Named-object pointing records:
>>>
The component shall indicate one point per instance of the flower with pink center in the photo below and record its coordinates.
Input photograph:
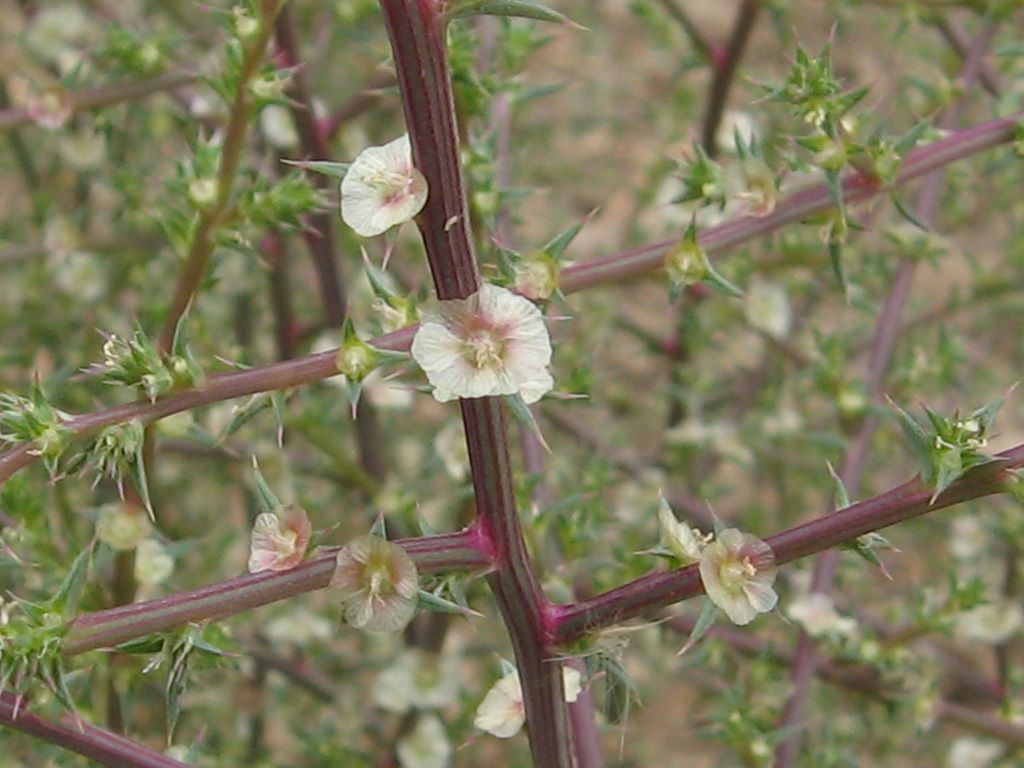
(382, 188)
(491, 343)
(378, 584)
(502, 713)
(279, 539)
(738, 570)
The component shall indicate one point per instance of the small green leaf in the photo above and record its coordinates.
(335, 170)
(709, 612)
(522, 414)
(266, 499)
(438, 604)
(839, 488)
(66, 600)
(907, 213)
(921, 444)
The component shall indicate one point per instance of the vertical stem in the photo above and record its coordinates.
(230, 154)
(725, 70)
(851, 472)
(417, 34)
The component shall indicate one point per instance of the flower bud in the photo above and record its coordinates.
(378, 584)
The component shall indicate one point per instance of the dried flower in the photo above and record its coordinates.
(492, 343)
(990, 623)
(427, 745)
(382, 188)
(502, 714)
(418, 680)
(737, 570)
(686, 544)
(816, 613)
(378, 583)
(279, 539)
(768, 308)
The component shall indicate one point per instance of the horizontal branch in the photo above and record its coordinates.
(906, 501)
(860, 678)
(95, 743)
(626, 264)
(104, 96)
(799, 205)
(104, 629)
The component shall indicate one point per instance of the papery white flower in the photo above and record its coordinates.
(502, 714)
(767, 308)
(427, 745)
(488, 344)
(382, 188)
(120, 528)
(153, 563)
(279, 539)
(973, 753)
(418, 680)
(378, 584)
(687, 544)
(816, 613)
(991, 623)
(737, 570)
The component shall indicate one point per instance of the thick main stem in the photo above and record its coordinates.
(615, 267)
(416, 30)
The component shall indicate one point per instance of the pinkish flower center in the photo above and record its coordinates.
(735, 573)
(483, 349)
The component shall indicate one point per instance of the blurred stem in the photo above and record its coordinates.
(466, 550)
(418, 43)
(616, 267)
(725, 70)
(860, 679)
(675, 9)
(852, 469)
(230, 154)
(901, 503)
(92, 98)
(321, 239)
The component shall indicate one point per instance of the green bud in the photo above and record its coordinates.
(686, 262)
(355, 359)
(537, 275)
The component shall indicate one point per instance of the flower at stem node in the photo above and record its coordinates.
(280, 539)
(491, 343)
(378, 584)
(737, 570)
(382, 188)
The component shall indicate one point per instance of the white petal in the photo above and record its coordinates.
(501, 713)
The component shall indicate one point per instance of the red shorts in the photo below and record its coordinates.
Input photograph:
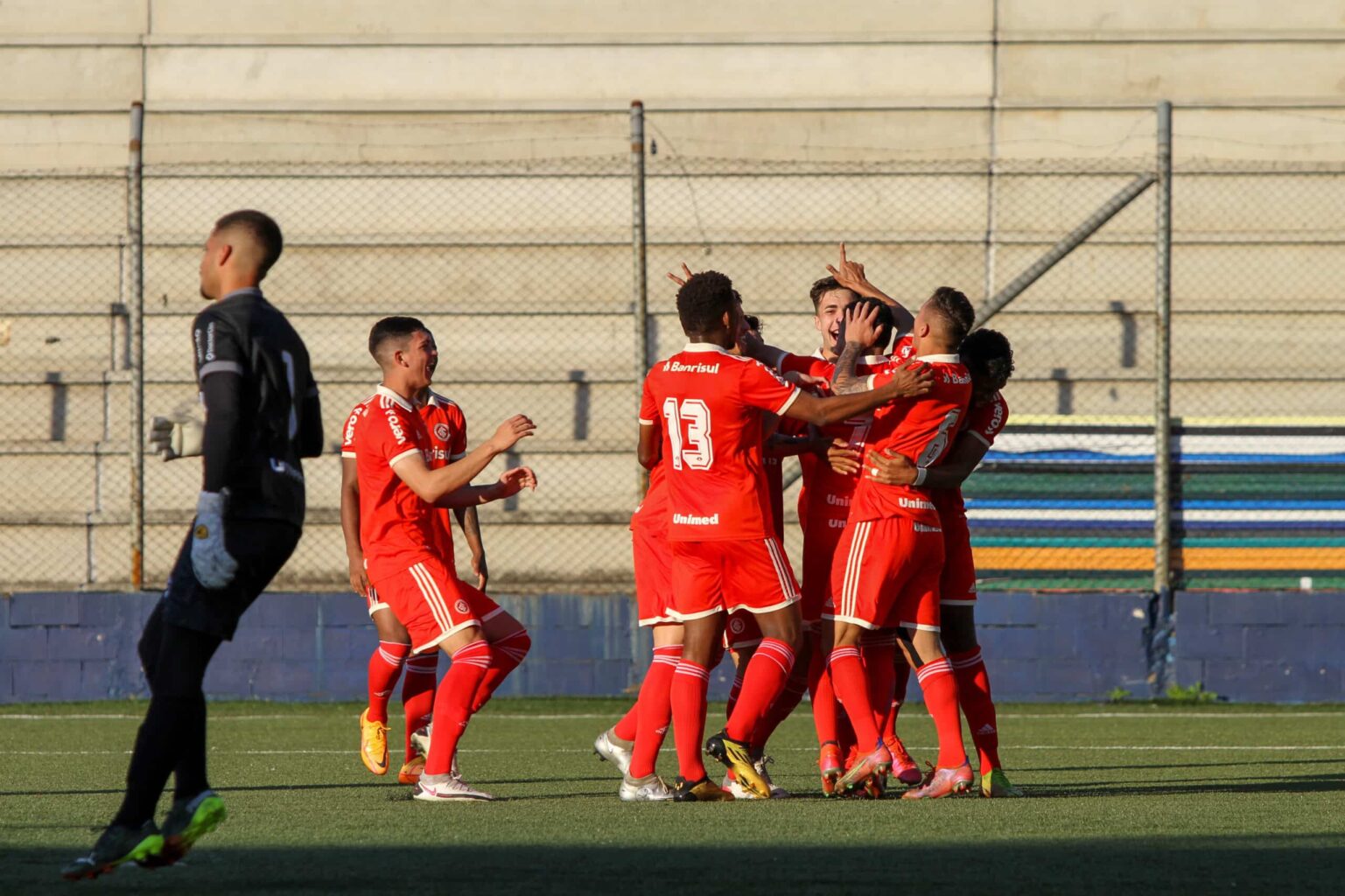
(716, 576)
(741, 631)
(958, 583)
(886, 575)
(653, 575)
(821, 537)
(432, 603)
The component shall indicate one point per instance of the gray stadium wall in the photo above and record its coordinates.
(1274, 646)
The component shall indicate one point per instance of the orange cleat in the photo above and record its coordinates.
(942, 782)
(829, 763)
(903, 767)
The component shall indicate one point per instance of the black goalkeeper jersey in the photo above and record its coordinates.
(278, 413)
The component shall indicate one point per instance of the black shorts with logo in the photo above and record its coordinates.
(261, 548)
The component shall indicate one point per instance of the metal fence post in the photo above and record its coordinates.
(135, 322)
(1162, 610)
(641, 280)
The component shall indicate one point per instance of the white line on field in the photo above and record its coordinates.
(801, 750)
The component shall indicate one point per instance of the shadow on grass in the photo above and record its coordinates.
(1174, 865)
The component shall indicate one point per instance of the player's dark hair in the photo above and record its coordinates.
(954, 307)
(823, 287)
(263, 229)
(389, 328)
(886, 322)
(989, 357)
(703, 302)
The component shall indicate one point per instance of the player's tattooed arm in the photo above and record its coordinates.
(350, 525)
(891, 468)
(851, 275)
(510, 483)
(471, 526)
(432, 485)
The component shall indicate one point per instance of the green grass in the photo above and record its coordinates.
(1131, 798)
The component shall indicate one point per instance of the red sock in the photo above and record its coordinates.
(690, 681)
(453, 704)
(734, 690)
(783, 706)
(941, 690)
(418, 693)
(877, 651)
(974, 697)
(824, 706)
(506, 654)
(853, 690)
(385, 665)
(655, 710)
(767, 672)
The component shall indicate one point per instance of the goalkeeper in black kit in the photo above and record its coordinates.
(261, 417)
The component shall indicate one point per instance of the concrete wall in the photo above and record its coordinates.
(1039, 648)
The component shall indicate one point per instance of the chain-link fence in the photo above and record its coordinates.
(523, 270)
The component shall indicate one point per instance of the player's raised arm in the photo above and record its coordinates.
(433, 485)
(851, 275)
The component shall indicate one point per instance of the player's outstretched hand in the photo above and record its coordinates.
(891, 468)
(916, 378)
(172, 438)
(210, 560)
(859, 325)
(842, 458)
(513, 482)
(508, 432)
(681, 280)
(358, 578)
(807, 381)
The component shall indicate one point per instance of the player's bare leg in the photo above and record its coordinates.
(767, 672)
(701, 640)
(959, 640)
(385, 666)
(470, 657)
(952, 773)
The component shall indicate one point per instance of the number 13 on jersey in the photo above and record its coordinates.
(696, 451)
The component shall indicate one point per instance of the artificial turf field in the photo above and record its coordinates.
(1124, 798)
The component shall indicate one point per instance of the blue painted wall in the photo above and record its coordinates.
(1039, 648)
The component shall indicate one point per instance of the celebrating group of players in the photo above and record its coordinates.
(886, 438)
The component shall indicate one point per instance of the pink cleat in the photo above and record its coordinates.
(942, 782)
(865, 767)
(903, 767)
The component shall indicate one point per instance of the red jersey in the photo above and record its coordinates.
(919, 428)
(984, 423)
(711, 407)
(397, 529)
(826, 493)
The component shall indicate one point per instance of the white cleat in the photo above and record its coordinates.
(643, 790)
(445, 788)
(420, 740)
(608, 748)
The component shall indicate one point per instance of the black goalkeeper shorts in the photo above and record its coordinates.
(261, 548)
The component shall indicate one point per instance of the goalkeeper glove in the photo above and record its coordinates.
(210, 560)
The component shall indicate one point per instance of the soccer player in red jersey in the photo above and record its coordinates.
(724, 548)
(989, 357)
(447, 428)
(891, 556)
(401, 536)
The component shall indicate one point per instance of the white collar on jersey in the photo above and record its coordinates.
(388, 393)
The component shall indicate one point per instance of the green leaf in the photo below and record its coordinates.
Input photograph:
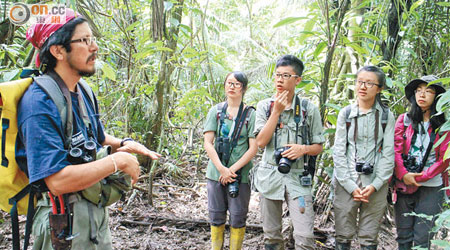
(333, 106)
(357, 48)
(416, 4)
(447, 154)
(443, 4)
(319, 48)
(108, 71)
(10, 75)
(441, 243)
(367, 35)
(443, 101)
(332, 119)
(440, 141)
(329, 131)
(445, 127)
(288, 20)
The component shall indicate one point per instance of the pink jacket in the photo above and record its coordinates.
(402, 145)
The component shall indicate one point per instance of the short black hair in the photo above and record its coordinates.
(61, 37)
(293, 61)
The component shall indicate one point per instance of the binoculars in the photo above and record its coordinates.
(84, 154)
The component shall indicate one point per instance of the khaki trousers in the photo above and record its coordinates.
(346, 212)
(81, 225)
(271, 213)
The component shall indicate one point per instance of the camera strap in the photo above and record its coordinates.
(297, 112)
(355, 134)
(430, 145)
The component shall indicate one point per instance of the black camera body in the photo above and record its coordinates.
(223, 148)
(411, 165)
(233, 188)
(284, 163)
(364, 167)
(305, 179)
(87, 152)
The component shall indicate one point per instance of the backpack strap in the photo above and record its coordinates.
(347, 109)
(269, 110)
(221, 114)
(384, 117)
(56, 89)
(60, 95)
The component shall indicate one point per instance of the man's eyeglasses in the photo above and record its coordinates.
(88, 40)
(285, 76)
(424, 92)
(235, 84)
(367, 84)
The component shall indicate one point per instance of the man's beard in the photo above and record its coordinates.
(86, 73)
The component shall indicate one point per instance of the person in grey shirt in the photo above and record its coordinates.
(363, 155)
(275, 128)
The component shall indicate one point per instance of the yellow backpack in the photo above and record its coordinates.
(12, 179)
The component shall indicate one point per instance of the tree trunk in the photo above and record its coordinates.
(329, 58)
(393, 39)
(163, 87)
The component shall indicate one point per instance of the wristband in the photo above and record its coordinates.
(115, 164)
(125, 140)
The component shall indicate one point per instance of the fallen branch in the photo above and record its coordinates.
(182, 223)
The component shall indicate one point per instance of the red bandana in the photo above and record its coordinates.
(37, 34)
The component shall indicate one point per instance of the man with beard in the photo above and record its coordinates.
(67, 53)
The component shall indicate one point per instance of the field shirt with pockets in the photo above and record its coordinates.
(268, 180)
(212, 124)
(344, 149)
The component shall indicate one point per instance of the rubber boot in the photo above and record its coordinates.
(217, 237)
(405, 246)
(371, 247)
(342, 246)
(236, 238)
(274, 246)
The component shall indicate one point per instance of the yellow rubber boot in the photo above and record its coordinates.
(217, 237)
(236, 238)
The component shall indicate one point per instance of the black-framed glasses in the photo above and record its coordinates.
(285, 76)
(88, 40)
(235, 84)
(367, 84)
(424, 92)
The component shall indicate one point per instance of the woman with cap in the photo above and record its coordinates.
(420, 171)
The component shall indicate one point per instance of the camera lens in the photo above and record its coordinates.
(75, 152)
(284, 166)
(75, 156)
(89, 145)
(233, 189)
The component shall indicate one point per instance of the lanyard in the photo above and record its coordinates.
(355, 134)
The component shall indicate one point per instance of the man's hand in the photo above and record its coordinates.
(295, 151)
(137, 148)
(410, 179)
(281, 102)
(128, 164)
(367, 192)
(226, 175)
(357, 196)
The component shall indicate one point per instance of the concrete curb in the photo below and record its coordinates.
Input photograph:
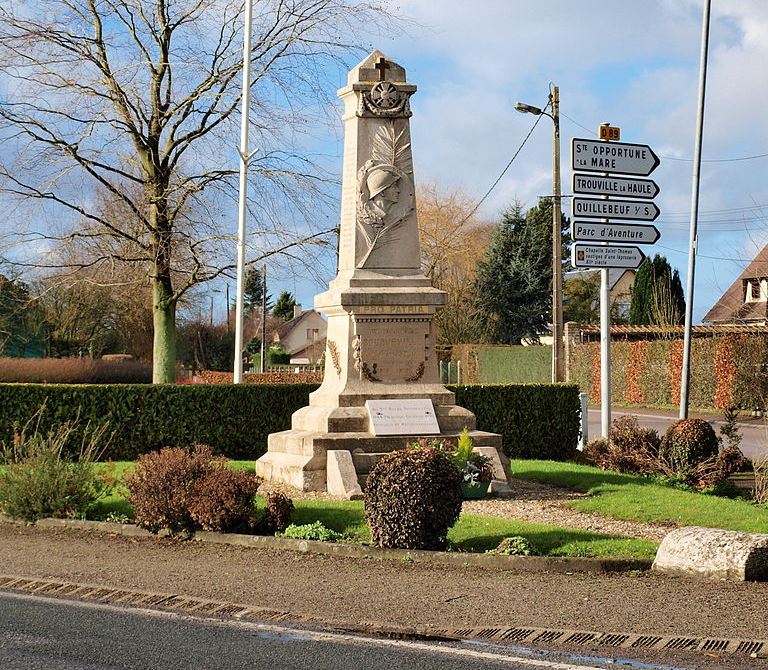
(457, 559)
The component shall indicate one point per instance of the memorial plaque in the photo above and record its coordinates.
(393, 350)
(402, 417)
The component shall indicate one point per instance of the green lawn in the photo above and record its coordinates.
(640, 499)
(472, 533)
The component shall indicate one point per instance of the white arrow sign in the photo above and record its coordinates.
(621, 186)
(593, 231)
(591, 208)
(596, 156)
(598, 256)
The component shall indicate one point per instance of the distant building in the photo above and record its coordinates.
(746, 301)
(620, 283)
(303, 337)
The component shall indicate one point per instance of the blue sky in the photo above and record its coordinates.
(635, 64)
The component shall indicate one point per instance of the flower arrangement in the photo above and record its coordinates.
(474, 467)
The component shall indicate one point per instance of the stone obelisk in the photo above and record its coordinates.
(380, 306)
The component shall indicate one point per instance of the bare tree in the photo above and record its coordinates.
(452, 243)
(136, 101)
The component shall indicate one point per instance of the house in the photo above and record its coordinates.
(620, 283)
(303, 337)
(746, 300)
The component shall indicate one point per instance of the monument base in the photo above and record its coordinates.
(300, 458)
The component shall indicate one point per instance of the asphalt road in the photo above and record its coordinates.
(56, 634)
(754, 431)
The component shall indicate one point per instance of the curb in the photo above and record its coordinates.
(457, 559)
(504, 635)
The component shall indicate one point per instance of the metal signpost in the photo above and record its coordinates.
(608, 156)
(591, 231)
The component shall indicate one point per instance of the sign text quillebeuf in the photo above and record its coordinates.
(593, 231)
(600, 256)
(591, 208)
(402, 417)
(623, 187)
(622, 157)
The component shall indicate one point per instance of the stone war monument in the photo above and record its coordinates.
(381, 387)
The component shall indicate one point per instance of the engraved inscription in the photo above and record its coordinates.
(397, 347)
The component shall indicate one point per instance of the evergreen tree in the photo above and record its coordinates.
(252, 290)
(657, 295)
(283, 308)
(514, 286)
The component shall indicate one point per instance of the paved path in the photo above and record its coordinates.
(753, 430)
(333, 589)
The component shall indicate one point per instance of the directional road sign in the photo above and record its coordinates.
(598, 256)
(622, 157)
(621, 186)
(593, 231)
(591, 208)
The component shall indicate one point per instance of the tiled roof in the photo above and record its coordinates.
(731, 306)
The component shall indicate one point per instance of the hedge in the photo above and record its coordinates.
(536, 420)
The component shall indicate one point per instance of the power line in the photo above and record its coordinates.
(504, 171)
(675, 158)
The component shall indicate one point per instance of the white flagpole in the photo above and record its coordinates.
(245, 157)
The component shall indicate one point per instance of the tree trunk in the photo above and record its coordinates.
(164, 345)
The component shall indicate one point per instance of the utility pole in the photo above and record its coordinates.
(245, 157)
(557, 250)
(685, 376)
(263, 366)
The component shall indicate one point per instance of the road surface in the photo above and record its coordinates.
(57, 634)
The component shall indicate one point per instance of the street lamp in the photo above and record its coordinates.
(557, 216)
<<<
→ **Objective**
Please render the records above as a Markdown table with the columns Row and Line, numbering each line and skipping blank ones. Begin at the line that has "the flower at", stop after the line that has "(1174, 865)", and leave the pictures out of the table.

→ **Right answer**
| Row | Line |
|---|---|
| 1 | The component shall indicate one point per instance of the flower at stem node in the photo above and record its coordinates. |
| 2 | (280, 539) |
| 3 | (491, 343) |
| 4 | (378, 584) |
| 5 | (737, 570) |
| 6 | (382, 188) |
| 7 | The component shall indicate one point per instance of the white petal in the photo above and record its coordinates. |
| 8 | (501, 713) |
| 9 | The component shall indicate one point per instance of the red shorts in the photo below and record its coordinates. |
| 10 | Input photograph: |
| 11 | (716, 576) |
| 12 | (741, 631) |
| 13 | (958, 583) |
| 14 | (886, 575) |
| 15 | (653, 575) |
| 16 | (821, 537) |
| 17 | (432, 603) |
| 18 | The component shall indicate one point per instance of the gray stadium wall in the photo above and record its coordinates. |
| 19 | (1274, 646) |
| 20 | The component shall indicate one point per instance of the orange cleat in the photo above and record its coordinates. |
| 21 | (942, 782) |
| 22 | (829, 763) |
| 23 | (903, 767) |
| 24 | The component shall indicate one point per instance of the black goalkeeper jersey in the photo above and record its coordinates. |
| 25 | (278, 413) |
| 26 | The component shall indicate one point per instance of the black shorts with logo in the photo above and record its coordinates. |
| 27 | (261, 548) |
| 28 | The component shall indicate one point per instance of the metal fence post in the photo above and record its coordinates. |
| 29 | (135, 322) |
| 30 | (1162, 610) |
| 31 | (641, 280) |
| 32 | The component shall indicate one point per instance of the white line on field in the photo above and record its coordinates. |
| 33 | (801, 750) |
| 34 | The component shall indicate one point per instance of the shadow on grass in the photo above and record its coordinates. |
| 35 | (1174, 865) |